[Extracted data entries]
+++
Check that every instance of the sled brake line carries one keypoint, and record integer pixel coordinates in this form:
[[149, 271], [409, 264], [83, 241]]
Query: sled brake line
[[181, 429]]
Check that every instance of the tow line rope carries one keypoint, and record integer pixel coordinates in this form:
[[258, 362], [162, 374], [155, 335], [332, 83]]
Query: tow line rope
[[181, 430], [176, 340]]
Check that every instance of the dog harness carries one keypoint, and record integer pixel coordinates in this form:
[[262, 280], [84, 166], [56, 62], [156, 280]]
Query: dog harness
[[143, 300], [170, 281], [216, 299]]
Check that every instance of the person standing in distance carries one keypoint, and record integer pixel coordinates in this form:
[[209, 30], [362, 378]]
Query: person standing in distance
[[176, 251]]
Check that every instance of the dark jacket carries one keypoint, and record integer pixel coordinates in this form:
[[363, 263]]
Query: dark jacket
+++
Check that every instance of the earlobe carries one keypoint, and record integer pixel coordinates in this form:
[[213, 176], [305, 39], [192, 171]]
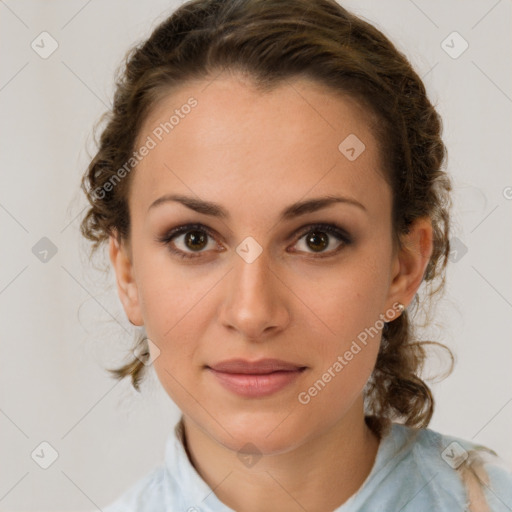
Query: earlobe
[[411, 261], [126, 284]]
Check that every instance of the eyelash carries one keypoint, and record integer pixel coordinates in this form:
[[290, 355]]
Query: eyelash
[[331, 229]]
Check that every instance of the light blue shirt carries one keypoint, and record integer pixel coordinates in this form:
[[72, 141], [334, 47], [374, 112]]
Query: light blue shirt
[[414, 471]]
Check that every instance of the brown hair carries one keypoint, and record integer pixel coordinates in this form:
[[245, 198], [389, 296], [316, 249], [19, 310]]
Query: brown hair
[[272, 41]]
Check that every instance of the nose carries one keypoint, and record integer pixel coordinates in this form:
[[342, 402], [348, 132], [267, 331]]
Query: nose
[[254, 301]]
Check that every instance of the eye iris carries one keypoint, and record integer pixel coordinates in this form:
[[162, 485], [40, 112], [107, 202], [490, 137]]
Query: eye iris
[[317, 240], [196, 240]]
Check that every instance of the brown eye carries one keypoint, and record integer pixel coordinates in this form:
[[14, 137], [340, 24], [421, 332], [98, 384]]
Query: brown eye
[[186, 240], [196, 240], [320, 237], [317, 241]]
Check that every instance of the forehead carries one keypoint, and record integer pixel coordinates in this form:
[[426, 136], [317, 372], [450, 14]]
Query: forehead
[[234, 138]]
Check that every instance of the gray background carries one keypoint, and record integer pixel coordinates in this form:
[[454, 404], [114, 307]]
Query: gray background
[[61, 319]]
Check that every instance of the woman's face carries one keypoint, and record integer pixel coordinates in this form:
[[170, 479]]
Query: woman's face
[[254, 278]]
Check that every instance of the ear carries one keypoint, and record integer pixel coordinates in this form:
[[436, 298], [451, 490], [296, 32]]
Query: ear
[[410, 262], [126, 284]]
+++
* [Task directions]:
Copy the rows above word for word, from the line holding "Check that every instance of the forehead" through the line holding "[[410, 262], [126, 284]]", with both of those lines included.

* [Written answer]:
Check that every instance of the forehead carries one keypoint, and record integer pixel coordinates in this form:
[[426, 136], [317, 372], [450, 14]]
Query: forehead
[[234, 138]]
Check that every instance of the gray background carries one keypoint, and record integer pixel coordinates in this form:
[[454, 404], [114, 307]]
Query: gray background
[[61, 319]]
Check that every instance of the woman's face carries one keypoint, and record integer pixel coordinates in this form:
[[170, 479]]
Query: woman's face
[[254, 278]]
Check that every instance of the ear carries one keypoint, and record integer pixel coordinates in this form:
[[436, 298], [451, 490], [296, 32]]
Query: ear
[[410, 262], [126, 284]]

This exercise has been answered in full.